## [EXERCISE DESCRIPTION]
Go through the entries one line at a time, and gather every line that has the word "flower".
----------
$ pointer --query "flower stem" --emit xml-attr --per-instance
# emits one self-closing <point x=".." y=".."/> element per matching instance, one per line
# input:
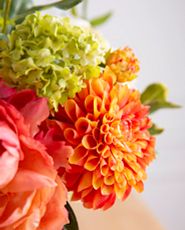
<point x="6" y="15"/>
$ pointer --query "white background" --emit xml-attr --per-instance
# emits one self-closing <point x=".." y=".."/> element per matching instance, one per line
<point x="155" y="29"/>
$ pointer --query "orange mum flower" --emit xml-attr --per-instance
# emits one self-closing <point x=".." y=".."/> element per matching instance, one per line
<point x="107" y="126"/>
<point x="124" y="64"/>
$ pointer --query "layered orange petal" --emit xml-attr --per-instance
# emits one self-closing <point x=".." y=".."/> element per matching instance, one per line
<point x="111" y="142"/>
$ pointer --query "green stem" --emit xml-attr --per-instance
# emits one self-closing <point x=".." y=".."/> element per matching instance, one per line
<point x="1" y="4"/>
<point x="6" y="15"/>
<point x="84" y="9"/>
<point x="74" y="12"/>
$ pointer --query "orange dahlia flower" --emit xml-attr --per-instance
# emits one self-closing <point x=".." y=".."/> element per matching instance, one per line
<point x="107" y="126"/>
<point x="124" y="64"/>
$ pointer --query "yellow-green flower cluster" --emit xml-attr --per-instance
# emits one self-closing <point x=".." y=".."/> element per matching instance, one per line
<point x="51" y="56"/>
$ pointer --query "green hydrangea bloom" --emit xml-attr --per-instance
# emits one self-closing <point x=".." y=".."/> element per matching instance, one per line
<point x="52" y="56"/>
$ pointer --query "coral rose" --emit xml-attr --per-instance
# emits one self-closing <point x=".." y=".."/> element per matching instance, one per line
<point x="31" y="194"/>
<point x="107" y="126"/>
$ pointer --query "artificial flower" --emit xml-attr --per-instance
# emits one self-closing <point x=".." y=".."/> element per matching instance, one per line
<point x="124" y="64"/>
<point x="51" y="56"/>
<point x="107" y="127"/>
<point x="31" y="194"/>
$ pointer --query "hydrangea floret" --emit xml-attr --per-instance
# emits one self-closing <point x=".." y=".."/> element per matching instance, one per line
<point x="52" y="56"/>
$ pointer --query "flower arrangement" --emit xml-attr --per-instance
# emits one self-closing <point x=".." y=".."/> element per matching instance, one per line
<point x="69" y="121"/>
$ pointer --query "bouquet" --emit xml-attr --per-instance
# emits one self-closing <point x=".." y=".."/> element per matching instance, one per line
<point x="71" y="125"/>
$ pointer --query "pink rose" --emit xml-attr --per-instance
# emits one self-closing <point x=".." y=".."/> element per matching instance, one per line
<point x="31" y="195"/>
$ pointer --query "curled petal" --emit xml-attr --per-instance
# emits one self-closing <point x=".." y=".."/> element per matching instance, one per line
<point x="83" y="125"/>
<point x="72" y="110"/>
<point x="92" y="163"/>
<point x="89" y="142"/>
<point x="79" y="155"/>
<point x="71" y="135"/>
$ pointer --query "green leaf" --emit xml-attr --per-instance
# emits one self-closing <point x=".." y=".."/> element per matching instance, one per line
<point x="64" y="5"/>
<point x="73" y="225"/>
<point x="155" y="130"/>
<point x="155" y="95"/>
<point x="101" y="19"/>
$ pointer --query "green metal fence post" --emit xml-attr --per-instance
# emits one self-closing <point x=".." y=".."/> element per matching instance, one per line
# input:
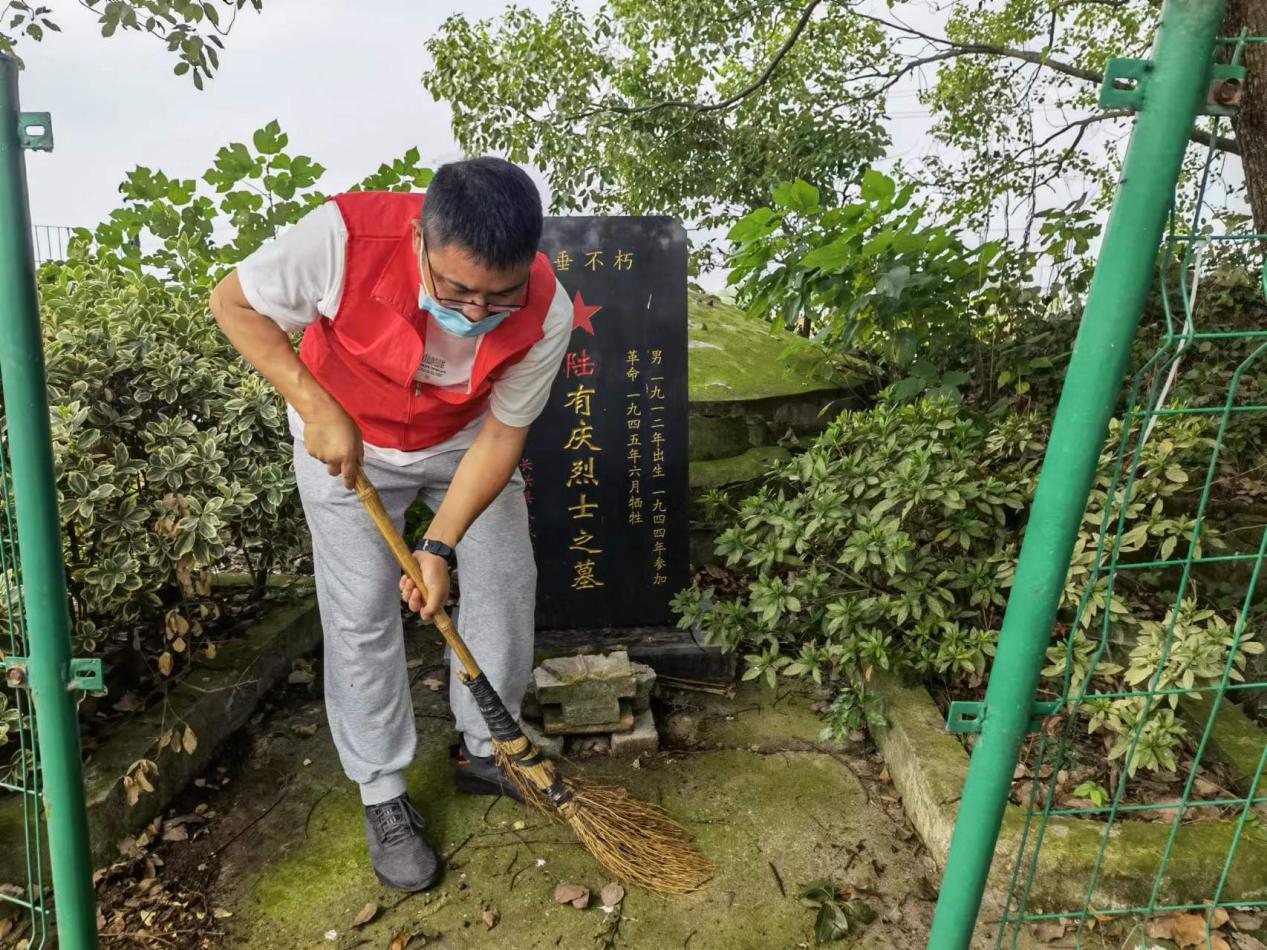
<point x="1167" y="95"/>
<point x="48" y="674"/>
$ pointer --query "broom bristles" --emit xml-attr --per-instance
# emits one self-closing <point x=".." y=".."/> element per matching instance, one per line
<point x="636" y="841"/>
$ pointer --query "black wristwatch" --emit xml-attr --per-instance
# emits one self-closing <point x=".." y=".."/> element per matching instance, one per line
<point x="440" y="549"/>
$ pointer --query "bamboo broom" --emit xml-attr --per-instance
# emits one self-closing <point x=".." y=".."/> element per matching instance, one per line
<point x="637" y="842"/>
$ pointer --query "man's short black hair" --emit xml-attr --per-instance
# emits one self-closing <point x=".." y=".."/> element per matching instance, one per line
<point x="488" y="207"/>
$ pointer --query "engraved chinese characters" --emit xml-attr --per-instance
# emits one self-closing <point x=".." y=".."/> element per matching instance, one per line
<point x="606" y="464"/>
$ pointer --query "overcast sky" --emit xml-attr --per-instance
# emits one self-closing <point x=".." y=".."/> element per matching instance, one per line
<point x="341" y="76"/>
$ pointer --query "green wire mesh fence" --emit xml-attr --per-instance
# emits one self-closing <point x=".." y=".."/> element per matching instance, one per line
<point x="23" y="911"/>
<point x="1173" y="845"/>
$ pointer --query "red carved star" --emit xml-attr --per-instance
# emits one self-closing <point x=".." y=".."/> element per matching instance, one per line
<point x="583" y="314"/>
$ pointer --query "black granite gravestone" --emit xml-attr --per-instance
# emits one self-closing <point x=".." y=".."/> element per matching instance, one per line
<point x="606" y="462"/>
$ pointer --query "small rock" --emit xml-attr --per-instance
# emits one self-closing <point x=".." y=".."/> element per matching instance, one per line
<point x="550" y="746"/>
<point x="573" y="894"/>
<point x="682" y="728"/>
<point x="643" y="739"/>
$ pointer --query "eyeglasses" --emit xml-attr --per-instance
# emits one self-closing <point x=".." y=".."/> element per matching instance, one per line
<point x="464" y="305"/>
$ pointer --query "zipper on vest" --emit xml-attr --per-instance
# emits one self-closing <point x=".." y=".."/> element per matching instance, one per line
<point x="414" y="390"/>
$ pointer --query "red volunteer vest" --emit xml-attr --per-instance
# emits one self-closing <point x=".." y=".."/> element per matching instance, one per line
<point x="366" y="357"/>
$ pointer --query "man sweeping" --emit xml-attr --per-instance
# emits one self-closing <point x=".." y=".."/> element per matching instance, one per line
<point x="432" y="333"/>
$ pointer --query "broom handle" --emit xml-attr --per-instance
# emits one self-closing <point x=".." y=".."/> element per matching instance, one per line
<point x="369" y="495"/>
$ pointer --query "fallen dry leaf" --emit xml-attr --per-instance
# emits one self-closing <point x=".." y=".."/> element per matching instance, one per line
<point x="611" y="894"/>
<point x="573" y="894"/>
<point x="1189" y="930"/>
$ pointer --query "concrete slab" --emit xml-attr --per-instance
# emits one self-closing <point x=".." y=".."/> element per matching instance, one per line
<point x="289" y="859"/>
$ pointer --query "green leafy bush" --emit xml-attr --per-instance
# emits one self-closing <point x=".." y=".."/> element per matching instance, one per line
<point x="172" y="456"/>
<point x="891" y="545"/>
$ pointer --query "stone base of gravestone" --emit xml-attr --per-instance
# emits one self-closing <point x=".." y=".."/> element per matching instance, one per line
<point x="593" y="699"/>
<point x="673" y="654"/>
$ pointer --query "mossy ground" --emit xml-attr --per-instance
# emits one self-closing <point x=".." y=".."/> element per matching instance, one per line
<point x="772" y="810"/>
<point x="736" y="359"/>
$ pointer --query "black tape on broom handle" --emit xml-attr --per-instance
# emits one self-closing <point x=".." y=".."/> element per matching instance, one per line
<point x="504" y="728"/>
<point x="501" y="723"/>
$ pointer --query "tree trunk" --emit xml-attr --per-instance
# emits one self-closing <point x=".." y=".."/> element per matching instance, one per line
<point x="1251" y="122"/>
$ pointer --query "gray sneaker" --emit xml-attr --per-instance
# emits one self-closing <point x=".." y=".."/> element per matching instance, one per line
<point x="402" y="860"/>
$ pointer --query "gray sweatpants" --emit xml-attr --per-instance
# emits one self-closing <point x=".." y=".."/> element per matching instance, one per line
<point x="368" y="698"/>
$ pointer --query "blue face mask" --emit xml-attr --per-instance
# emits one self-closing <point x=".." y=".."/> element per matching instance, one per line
<point x="454" y="321"/>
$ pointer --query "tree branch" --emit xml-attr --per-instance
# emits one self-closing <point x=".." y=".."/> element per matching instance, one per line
<point x="950" y="50"/>
<point x="721" y="104"/>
----------
## [WRITTEN ANSWER]
$ pointer --query "flower stem" --emit xml-attr --per-instance
$ pointer --query "orange mum flower" --emit xml-attr --per-instance
$ pointer --query "orange dahlia flower" --emit xml-attr --per-instance
$ pointer --query "yellow-green flower cluster" --emit xml-attr --per-instance
$ pointer --query "artificial flower" --emit xml-attr --per-instance
$ pointer --query "flower arrangement" --emit xml-attr --per-instance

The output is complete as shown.